[Dataset entries]
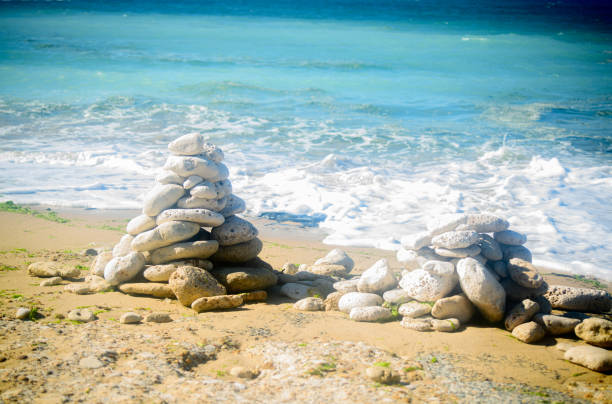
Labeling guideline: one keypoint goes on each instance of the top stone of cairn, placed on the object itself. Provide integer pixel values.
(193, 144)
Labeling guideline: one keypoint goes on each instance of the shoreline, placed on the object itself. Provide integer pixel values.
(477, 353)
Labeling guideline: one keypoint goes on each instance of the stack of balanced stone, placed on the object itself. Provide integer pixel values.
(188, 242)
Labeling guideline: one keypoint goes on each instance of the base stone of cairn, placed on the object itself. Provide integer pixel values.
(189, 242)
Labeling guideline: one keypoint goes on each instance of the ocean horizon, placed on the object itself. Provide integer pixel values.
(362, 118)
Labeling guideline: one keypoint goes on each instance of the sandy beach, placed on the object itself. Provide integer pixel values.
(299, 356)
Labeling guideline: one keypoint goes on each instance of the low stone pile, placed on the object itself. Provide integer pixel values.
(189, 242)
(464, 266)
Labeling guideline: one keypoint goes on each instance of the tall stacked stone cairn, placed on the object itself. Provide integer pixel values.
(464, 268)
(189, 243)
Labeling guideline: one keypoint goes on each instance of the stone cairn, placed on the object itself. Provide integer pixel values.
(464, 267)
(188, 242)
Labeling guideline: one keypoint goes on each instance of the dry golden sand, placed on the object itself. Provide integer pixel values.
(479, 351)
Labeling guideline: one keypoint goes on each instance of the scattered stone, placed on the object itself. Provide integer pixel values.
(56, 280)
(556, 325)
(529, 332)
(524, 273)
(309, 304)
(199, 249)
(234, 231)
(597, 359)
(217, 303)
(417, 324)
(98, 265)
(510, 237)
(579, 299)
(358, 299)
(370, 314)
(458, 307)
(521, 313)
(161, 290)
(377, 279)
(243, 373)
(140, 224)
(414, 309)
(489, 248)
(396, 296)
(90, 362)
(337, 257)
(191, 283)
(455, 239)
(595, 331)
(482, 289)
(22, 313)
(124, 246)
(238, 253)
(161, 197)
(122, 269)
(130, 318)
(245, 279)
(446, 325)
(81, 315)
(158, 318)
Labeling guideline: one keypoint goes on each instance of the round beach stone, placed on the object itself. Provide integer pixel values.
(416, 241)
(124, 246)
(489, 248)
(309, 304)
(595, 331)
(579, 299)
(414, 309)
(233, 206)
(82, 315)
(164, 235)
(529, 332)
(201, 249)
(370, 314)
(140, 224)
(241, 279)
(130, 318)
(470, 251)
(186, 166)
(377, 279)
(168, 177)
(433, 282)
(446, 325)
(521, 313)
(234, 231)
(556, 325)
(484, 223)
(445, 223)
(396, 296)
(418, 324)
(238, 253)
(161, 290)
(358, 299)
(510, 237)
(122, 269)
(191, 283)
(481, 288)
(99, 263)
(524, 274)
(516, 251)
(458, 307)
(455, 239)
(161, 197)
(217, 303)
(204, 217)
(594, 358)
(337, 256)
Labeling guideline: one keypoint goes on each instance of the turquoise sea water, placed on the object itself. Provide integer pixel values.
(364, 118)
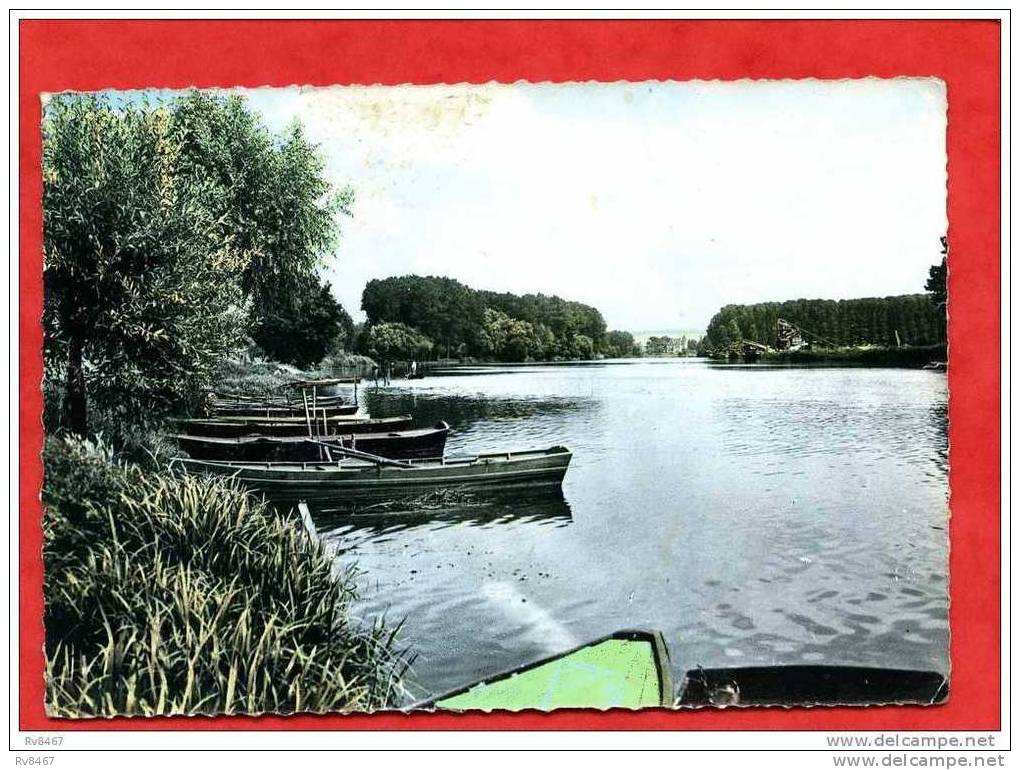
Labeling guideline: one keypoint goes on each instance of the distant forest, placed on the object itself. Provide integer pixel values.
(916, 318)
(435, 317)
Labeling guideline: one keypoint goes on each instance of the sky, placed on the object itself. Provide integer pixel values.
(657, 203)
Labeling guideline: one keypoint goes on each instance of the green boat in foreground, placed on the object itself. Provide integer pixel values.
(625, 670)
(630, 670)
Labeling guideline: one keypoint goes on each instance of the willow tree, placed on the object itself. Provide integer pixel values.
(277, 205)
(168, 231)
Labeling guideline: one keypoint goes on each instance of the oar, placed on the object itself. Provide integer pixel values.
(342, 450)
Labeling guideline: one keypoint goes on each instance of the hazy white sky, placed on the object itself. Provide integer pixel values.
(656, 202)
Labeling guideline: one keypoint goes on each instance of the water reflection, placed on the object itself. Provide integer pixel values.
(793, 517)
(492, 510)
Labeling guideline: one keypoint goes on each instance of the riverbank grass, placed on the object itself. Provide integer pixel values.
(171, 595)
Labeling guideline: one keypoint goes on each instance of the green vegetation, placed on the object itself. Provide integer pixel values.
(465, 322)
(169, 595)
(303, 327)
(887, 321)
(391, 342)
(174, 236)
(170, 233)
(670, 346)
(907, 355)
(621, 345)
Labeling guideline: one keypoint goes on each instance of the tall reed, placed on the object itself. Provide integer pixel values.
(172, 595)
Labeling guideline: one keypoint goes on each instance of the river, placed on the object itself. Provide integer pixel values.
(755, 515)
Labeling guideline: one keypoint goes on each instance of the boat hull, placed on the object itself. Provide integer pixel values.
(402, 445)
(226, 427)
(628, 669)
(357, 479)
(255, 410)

### Instructions for the task
What you return should match the entries word for word, pictures aside.

### Answer for this exercise
Labeling guideline: one keypoint goes on each instance of the top stone of cairn, placed on the object itself. Provide integer pixel values.
(193, 144)
Labeling guideline: one keypoint goes on each instance of the shoreline, placed on the object itself. Provide integer pixel values.
(477, 353)
Labeling guideline: one keypoint goes on each instance of the stack of balanced stone, placed on the object itself. Provide integer pixel values.
(188, 242)
Labeling guideline: one keypoint goes on each instance of the base stone of cairn, placed on the object itself. Provide integer pixel values.
(189, 242)
Labeling guideline: one keypoint goes on each instance of the ocean horizon, placed on the object itself. Provide integer pixel values.
(362, 118)
Labeling guideline: one keypoint goes on each instance of the sandy beach, placed on the object itself. Provide integer pixel values.
(299, 356)
Labeling guideline: one keypoint goes on each instance of the low stone pile, placed on the object itself. Provide integer pixel values.
(189, 242)
(464, 266)
Labeling guideline: one keypoint goes on each instance of the tall stacked stone cairn, placed on the object itself. Provide integer pixel values.
(464, 268)
(189, 243)
Labeling guideline: one keypoint goes on each instance of the stone cairn, placed on the object itself. Provide integer pixel values.
(464, 267)
(188, 242)
Labeling guideline: one keypoint goes on each instance of the dry golden sand, placed on the object itself. Provide integer pixel values.
(479, 351)
Labeling guideline: one keypoint goes on each instance of the scattered stone, placed on the object itself. Provide integer pixel values.
(56, 280)
(556, 325)
(529, 332)
(524, 273)
(309, 304)
(199, 249)
(234, 231)
(597, 359)
(217, 303)
(417, 324)
(98, 265)
(510, 237)
(579, 299)
(358, 299)
(370, 314)
(458, 307)
(521, 313)
(161, 290)
(377, 279)
(243, 373)
(140, 224)
(414, 309)
(489, 248)
(396, 296)
(90, 362)
(337, 257)
(191, 283)
(455, 239)
(595, 331)
(482, 289)
(22, 313)
(124, 246)
(238, 253)
(161, 197)
(122, 269)
(130, 318)
(245, 279)
(446, 325)
(81, 315)
(158, 318)
Labeling guideline: one keypoint goes on each instance of the round beach stone, placed on the object itself. Provide integer pixel values.
(416, 241)
(124, 246)
(489, 248)
(309, 304)
(595, 331)
(579, 299)
(414, 309)
(233, 206)
(82, 315)
(164, 235)
(529, 332)
(201, 249)
(370, 314)
(140, 224)
(241, 279)
(130, 318)
(470, 251)
(186, 166)
(377, 279)
(168, 177)
(433, 282)
(446, 325)
(521, 313)
(234, 231)
(556, 325)
(484, 223)
(445, 223)
(396, 296)
(418, 324)
(238, 253)
(161, 290)
(358, 299)
(510, 237)
(122, 269)
(191, 283)
(481, 288)
(99, 263)
(524, 274)
(516, 251)
(458, 307)
(455, 239)
(161, 197)
(217, 303)
(204, 217)
(594, 358)
(337, 256)
Labeling guideline: one keypoint goes on each instance of the turquoise sea water, placed on the object itself. Provide integer pixel values.
(364, 118)
Labeling guideline: one keypoint goes on each instance of the distant forest, placed on the object itself. Provide integer pixel values.
(916, 318)
(435, 317)
Labeling guideline: one keypoint goes on each instance of the sky, placed on the object itself. Provide integer pixel values.
(657, 203)
Labeling guideline: one keypoint goes on each instance of the green boat in foreground, placed on the object itself. Provide integer pixel values.
(625, 670)
(630, 670)
Labeling guideline: one keypoint goes on each instance of the willow tree, placed on the object itself. Provide integer pixel values.
(277, 205)
(168, 231)
Labeling guideline: one keypoint goes on each instance of the oar, placed on the object itself. Provide integer pixel values.
(342, 450)
Labeling guideline: one keypoint goes on each instance of the hazy white sky, placed on the object itself. Provide integer pixel values.
(656, 202)
Labeling guideline: one keypoint goes on each instance of the water reflection, placed on the object itself. Provide integer pixel values.
(793, 517)
(492, 510)
Labeling guideline: one keypoint goes on each instance of the riverbank grass, placed on the object itself. Provide integer pixel values.
(171, 595)
Labeling guideline: one keypoint goes on each instance of the green vegetation, placed on the object itself. Provide integer pixel values.
(465, 322)
(169, 595)
(303, 327)
(887, 321)
(391, 342)
(174, 236)
(170, 233)
(670, 346)
(907, 355)
(621, 345)
Labeling guideline: one keypoint goes on each instance of the tall reed, placed on the object itself. Provide integer pixel values.
(172, 595)
Labeling guideline: one keypoint goes on each instance of the river, placed on the object itself. Provide integer pixel values.
(755, 515)
Labeling guideline: one keypoint goes on each instance of the boat hull, placed on the object itself. Provide integer pixel values.
(402, 445)
(226, 427)
(628, 669)
(357, 479)
(255, 410)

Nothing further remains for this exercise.